Single by Mike Oldfield featuring Bonnie Tyler

from the album Islands
- Released: 7 September 1987
- Genre: Pop rock
- Length: 5:35 (album version) 4:20 (single version)
- Label: Virgin
- Songwriter(s): Mike Oldfield
- Producer(s): Mike Oldfield; Tom Newman; Alan Shacklock;

Mike Oldfield singles chronology
| "In High Places" (1987) | "Islands" (1987) | "The Time Has Come" (1987) |

= Islands (Mike Oldfield song) =

"Islands" is a song by English musician Mike Oldfield, featuring Welsh singer Bonnie Tyler on vocals. It features on Oldfield's 1987 album of the same name. It was written by Oldfield, who co-produced the track with Tom Newman and Alan Shacklock. The track was released as a single in September 1987 by Virgin Records.

GIVEN TASK 1: Return the passage from the text on the song "Islands" that begins at the words "Single by Mike" and stops after "4:20 (single version)".
GIVEN TASK 2:
Answer these questions using the text on the song "Islands":
(a) How long is the album version of the song?
(b) What nationality is the singer who provides the vocals?
(c) Which record company released the single?
GIVEN TASK 3: Extend the text on the song "Islands" by writing what comes next after its last sentence.

GIVEN INFORMATION:
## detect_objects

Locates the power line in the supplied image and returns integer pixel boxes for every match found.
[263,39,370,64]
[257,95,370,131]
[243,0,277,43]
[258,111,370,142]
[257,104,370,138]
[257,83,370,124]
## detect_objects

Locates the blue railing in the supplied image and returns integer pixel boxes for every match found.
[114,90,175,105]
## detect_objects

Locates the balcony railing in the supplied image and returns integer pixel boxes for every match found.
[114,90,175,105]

---

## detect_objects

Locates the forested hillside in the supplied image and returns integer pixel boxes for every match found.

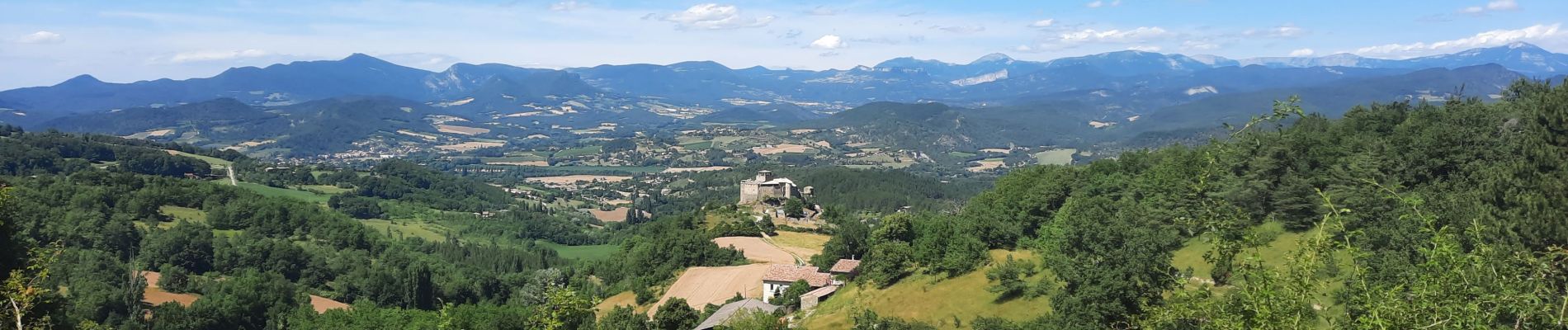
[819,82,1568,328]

* * *

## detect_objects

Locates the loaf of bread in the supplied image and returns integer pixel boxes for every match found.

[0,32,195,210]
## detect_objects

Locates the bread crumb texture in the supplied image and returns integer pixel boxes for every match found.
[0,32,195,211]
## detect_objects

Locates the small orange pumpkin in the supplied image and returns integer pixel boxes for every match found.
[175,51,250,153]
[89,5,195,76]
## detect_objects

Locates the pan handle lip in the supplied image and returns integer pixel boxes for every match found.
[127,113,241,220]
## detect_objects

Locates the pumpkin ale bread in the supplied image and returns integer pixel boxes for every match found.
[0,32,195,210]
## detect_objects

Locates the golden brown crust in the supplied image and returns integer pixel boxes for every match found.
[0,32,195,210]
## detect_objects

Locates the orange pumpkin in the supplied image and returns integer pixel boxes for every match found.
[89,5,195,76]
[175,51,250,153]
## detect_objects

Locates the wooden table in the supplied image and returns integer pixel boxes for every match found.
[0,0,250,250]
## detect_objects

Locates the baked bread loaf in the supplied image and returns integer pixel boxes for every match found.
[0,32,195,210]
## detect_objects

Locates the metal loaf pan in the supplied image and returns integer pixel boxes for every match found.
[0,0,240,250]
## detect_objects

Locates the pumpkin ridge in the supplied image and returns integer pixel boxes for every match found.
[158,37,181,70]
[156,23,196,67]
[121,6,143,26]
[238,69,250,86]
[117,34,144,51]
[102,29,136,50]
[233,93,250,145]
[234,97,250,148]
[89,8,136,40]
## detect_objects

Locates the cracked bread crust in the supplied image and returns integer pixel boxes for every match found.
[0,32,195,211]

RESPONSE 1:
Single by Mike Oldfield featuring Bonnie Tyler

from the album Islands
- Released: 7 September 1987
- Genre: Pop rock
- Length: 5:35 (album version) 4:20 (single version)

RESPONSE 2:
(a) 5:35
(b) Welsh
(c) Virgin Records

RESPONSE 3:
==Writing and recording==
English musician Mike Oldfield described "Islands" as "the high spot" of its parent album. In early 1987, he left his partner and children, and had moved to Megève in France. Oldfield wrote "Islands" during that time, while feeling "lonely, isolated and cut off". After struggling with the vocals, he invited Welsh singer Bonnie Tyler to record it, describing her performance as "spine-tingling, exactly the way it was supposed to be".

== Critical reception ==
In a retrospective review for AllMusic, Mike DeGagne opined that Tyler's vocal "lifts the title track higher than any other cut [on the album]".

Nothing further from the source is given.